まだ遅くない! 50代からでも始められるiDeCo
ファイナンシャルフィールド / 2021年5月24日 11時30分
皆さんは、iDeCo(個人型確定拠出年金)に加入していますか。iDeCoは2016年の法改正により、加入者範囲が公務員や専業主婦にまで広がりました。
従って、現在は原則60歳未満の国民年金被保険者のほとんどの方が対象です。しかし、50歳代の場合は加入期間が短くなるため、躊躇(ちゅうちょ)している方もいらっしゃるでしょう。
そんな50歳代の方に朗報です。2022年5月からは、65歳になるまでiDeCoに加入できるようになるからです。今回は、iDeCoの法改正、メリットや注意点について解説したいと思います。
そもそもiDeCoって何がいいの?
iDeCoのメリットは、大きく3つあります。
1)掛け金の全額が所得控除対象
所得税は、収入から経費(会社員や公務員の場合は給与所得控除)と所得控除分を差し引いた金額(課税所得)に対して、税率をかけて計算します。iDeCoの掛け金は全額所得控除されますので、所得税、住民税の負担を減らすことができます。
2)運用益が非課税
通常、株式の配当金や投資信託の運用益、また定期預金の利息などは、20.315%の税金がかかります。iDeCoの掛け金で得た運用益は非課税のため、税金がかかりません。早く始めることで長期運用の複利効果が得られる可能性がありますので、大きな非課税メリットが生まれます。
3)受け取るときにも税制優遇
iDeCoで運用した掛け金を受け取る際は、「年金」「一括」「年金と一括の組み合わせ」を選ぶことができます。年金で受け取る場合は「公的年金等控除」、一括で受け取る場合は「退職所得控除」の適用となります。
具体的に数字で考えてみよう
iDeCoを始めるメリットは、何といっても税制優遇を受けられることでしょう。例えば、毎月の掛け金が1万円で所得税、住民税がそれぞれ10%の場合、年間2万4000円の税金が軽減できます。年収が上がれば税率が高くなりますので、より節税効果が出てきます。
法改正で何が変わるの?
2022年5月より、原則、国民年金被保険者の方は65歳未満まで加入できるようになります。具体的には、以下の条件に該当する方が対象です。

### 表示データ

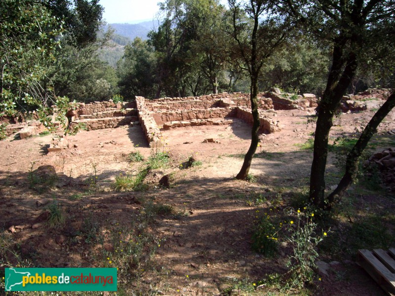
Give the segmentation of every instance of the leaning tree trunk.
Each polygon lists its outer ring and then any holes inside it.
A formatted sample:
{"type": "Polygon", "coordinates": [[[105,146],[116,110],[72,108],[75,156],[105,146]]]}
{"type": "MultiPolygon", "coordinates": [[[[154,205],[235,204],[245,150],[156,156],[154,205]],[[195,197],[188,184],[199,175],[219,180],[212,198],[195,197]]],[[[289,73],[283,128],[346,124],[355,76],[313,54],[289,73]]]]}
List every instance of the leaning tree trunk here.
{"type": "MultiPolygon", "coordinates": [[[[314,150],[310,175],[309,199],[315,205],[325,207],[325,170],[328,156],[328,140],[333,119],[339,104],[357,68],[356,57],[349,52],[346,66],[343,52],[347,40],[339,40],[333,50],[332,67],[329,72],[326,88],[317,108],[318,118],[314,139],[314,150]]],[[[351,42],[351,47],[356,44],[351,42]]]]}
{"type": "Polygon", "coordinates": [[[251,111],[252,113],[252,129],[251,131],[251,145],[250,148],[244,158],[244,162],[241,166],[238,174],[236,176],[236,179],[244,180],[248,175],[248,172],[251,167],[252,158],[255,154],[259,138],[258,132],[259,131],[260,122],[259,121],[259,112],[258,111],[258,76],[251,79],[251,94],[250,100],[251,101],[251,111]]]}
{"type": "Polygon", "coordinates": [[[338,202],[341,200],[342,195],[353,183],[358,170],[358,158],[370,139],[376,133],[377,127],[394,107],[395,107],[395,92],[393,92],[387,101],[370,119],[358,139],[358,141],[347,155],[346,161],[346,172],[336,188],[328,197],[329,203],[327,206],[327,209],[330,210],[335,202],[338,202]]]}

### 課題 A
上のiDeCoの記事で「通常、株式の配当金や」で始まる段落を、主要な事実を残したまま箇条書きに改めてください。
### 課題 B
上のiDeCoの記事を、最後の文に続けて書き進めてください。

### 解答例 A
・株式の配当金、投資信託の運用益、定期預金の利息などには通常20.315%の税金がかかる。
・iDeCoの掛け金で得た運用益は非課税である。
・早く始めると長期運用の複利効果が得られる可能性があり、大きな非課税メリットが生まれる。

### 解答例 B
●60歳以降も会社員や公務員として働く65歳未満の方
●任意加入被保険者として国民年金に加入している65歳未満の方
現在、50歳代の方も条件が合えば、時期によっては10年以上iDeCoに加入して毎年掛け金を拠出することで、税金の負担を軽減し、結果的に手取り収入を増やすことができます。
iDeCoの注意点
このようにメリットの多いiDeCoですが、注意しなければいけない以下のようなポイントがあります。
●原則、60歳まで年金資産の受け取りができない
●加入期間が10年以上必要(10年に満たない場合、受給可能年齢が繰り下げられます)
●手数料がかかる(口座管理手数料は、加入する金融機関によって異なります)
●運用リスクがある(資産が減る場合があります)
まとめ
iDeCoは、掛け金と運用益が全額非課税となるほか、受取時に各種控除が適用され、税制面で3つのメリットを得ることができます。加入可能年齢が65歳未満に拡大されることで、現在50歳代で加入していない方も検討に値すると思います。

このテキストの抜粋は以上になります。